Work task:
Where a line of the data below has the string "black", copy that line.

Extracted data:
┄┄┄┄┄┄

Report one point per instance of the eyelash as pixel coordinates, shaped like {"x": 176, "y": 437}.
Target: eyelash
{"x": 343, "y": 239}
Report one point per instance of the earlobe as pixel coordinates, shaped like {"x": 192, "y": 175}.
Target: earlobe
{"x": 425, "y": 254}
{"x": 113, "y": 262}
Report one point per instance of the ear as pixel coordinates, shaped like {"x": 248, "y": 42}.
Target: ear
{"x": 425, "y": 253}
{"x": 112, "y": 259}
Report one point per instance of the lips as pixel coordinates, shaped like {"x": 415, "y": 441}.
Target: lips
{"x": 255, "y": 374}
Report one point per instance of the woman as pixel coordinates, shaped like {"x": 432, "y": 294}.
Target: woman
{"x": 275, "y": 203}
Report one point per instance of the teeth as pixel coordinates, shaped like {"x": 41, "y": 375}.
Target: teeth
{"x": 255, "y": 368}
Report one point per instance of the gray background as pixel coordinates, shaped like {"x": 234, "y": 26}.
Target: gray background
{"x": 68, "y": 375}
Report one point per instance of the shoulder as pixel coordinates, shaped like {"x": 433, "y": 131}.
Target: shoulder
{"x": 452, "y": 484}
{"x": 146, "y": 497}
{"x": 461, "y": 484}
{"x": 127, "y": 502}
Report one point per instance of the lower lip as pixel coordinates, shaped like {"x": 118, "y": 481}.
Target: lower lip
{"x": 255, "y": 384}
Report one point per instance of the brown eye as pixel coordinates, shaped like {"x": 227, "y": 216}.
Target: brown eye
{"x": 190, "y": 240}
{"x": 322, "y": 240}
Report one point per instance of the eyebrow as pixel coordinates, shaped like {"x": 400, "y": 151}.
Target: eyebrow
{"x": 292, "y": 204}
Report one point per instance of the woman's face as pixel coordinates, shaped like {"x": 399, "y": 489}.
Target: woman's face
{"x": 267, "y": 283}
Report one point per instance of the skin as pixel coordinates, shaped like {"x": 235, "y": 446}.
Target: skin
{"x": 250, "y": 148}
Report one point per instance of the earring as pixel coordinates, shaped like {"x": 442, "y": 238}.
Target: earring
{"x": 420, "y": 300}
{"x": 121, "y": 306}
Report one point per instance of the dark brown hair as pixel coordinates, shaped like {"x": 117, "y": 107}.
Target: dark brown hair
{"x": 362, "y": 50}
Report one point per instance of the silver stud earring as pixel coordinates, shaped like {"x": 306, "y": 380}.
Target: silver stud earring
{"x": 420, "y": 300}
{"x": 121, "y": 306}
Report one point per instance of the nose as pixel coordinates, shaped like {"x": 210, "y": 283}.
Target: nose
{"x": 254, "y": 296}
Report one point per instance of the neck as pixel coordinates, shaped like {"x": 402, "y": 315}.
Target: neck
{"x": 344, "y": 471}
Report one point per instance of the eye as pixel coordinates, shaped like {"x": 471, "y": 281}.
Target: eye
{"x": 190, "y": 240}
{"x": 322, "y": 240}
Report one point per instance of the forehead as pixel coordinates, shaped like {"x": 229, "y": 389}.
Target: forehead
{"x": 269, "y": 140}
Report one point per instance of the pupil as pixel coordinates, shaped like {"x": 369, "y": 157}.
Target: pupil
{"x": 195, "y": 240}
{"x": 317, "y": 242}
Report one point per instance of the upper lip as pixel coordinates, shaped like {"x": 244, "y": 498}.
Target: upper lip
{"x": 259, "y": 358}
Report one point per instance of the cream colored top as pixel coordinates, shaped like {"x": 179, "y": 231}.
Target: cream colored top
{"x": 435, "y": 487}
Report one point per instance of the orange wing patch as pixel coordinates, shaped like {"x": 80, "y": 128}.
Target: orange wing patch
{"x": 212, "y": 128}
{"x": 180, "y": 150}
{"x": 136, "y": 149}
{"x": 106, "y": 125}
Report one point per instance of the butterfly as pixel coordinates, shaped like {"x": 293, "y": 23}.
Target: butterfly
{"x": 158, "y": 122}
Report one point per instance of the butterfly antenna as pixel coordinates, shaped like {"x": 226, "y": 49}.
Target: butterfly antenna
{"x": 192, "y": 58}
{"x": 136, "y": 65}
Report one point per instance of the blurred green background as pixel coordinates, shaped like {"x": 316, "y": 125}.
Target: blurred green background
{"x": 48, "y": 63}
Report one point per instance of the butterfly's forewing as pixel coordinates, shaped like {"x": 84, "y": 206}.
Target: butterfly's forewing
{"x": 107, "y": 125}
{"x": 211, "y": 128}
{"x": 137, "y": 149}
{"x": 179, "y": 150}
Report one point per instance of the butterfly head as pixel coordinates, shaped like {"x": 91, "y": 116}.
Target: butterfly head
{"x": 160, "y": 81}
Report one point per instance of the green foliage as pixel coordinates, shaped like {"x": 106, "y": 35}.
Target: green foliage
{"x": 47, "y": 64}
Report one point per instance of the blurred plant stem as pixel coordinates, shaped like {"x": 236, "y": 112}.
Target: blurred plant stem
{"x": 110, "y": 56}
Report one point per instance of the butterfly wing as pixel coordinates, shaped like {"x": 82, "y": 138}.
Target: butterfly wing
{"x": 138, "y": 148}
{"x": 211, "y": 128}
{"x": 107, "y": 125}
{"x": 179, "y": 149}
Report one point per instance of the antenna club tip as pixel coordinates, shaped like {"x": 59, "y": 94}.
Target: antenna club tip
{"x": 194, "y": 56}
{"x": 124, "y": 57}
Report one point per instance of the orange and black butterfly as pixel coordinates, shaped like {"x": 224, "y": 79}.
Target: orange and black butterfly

┄┄┄┄┄┄

Answer to the problem:
Report one point per instance of the orange and black butterfly as pixel coordinates, shaped like {"x": 224, "y": 79}.
Target: orange and black butterfly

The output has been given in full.